## Extract to read
This guideline covers assessing and managing chronic hepatitis B in children, young people and adults. It aims to improve care for people with hepatitis B by specifying which tests and treatments to use for people of different ages and with different disease severities.
In October 2017, we changed a footnote to update the information on UK marketing authorisations for entecavir.
This guideline incorporates NICE technology appraisal guidance 153, 154, 173 and recommendation 1.1 of NICE technology appraisal guidance 96. These appraisals are still mandatory for the NHS in England.
This guideline includes recommendations on:
- assessment and referral in primary care
- assessment of liver disease in secondary specialist care
- antiviral treatment
- surveillance testing for hepatocellular carcinoma in adults
Who is it for?
- Healthcare professionals
- Commissioners and providers
- People with chronic hepatitis B and their families and carers
Is this guideline up to date?

## Information given
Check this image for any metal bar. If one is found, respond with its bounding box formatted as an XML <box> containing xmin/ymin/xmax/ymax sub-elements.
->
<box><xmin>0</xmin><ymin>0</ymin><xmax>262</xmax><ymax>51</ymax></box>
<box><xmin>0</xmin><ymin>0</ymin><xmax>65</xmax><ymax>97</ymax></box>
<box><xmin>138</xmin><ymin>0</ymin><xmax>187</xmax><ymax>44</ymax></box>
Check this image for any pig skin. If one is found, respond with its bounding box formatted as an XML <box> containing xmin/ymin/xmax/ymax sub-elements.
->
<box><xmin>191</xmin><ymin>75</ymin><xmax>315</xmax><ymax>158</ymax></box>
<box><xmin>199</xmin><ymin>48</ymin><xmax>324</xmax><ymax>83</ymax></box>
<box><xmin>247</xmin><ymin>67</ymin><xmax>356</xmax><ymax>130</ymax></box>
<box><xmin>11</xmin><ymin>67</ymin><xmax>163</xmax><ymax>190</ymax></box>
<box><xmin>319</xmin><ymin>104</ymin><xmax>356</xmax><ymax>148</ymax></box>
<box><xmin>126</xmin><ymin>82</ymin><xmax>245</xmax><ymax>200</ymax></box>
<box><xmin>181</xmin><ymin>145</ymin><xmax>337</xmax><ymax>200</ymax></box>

## What the task asks
Summarize the hepatitis B guideline overview in two sentences.

## Task solution
The guideline covers assessing and managing chronic hepatitis B in children, young people and adults, and it aims to improve care by specifying which tests and treatments to use for people of different ages and disease severities. Its recommendations address assessment and referral in primary care, assessment of liver disease in secondary specialist care, antiviral treatment and surveillance testing for hepatocellular carcinoma in adults, and it is meant for healthcare professionals, commissioners and providers, and people with chronic hepatitis B and their families and carers.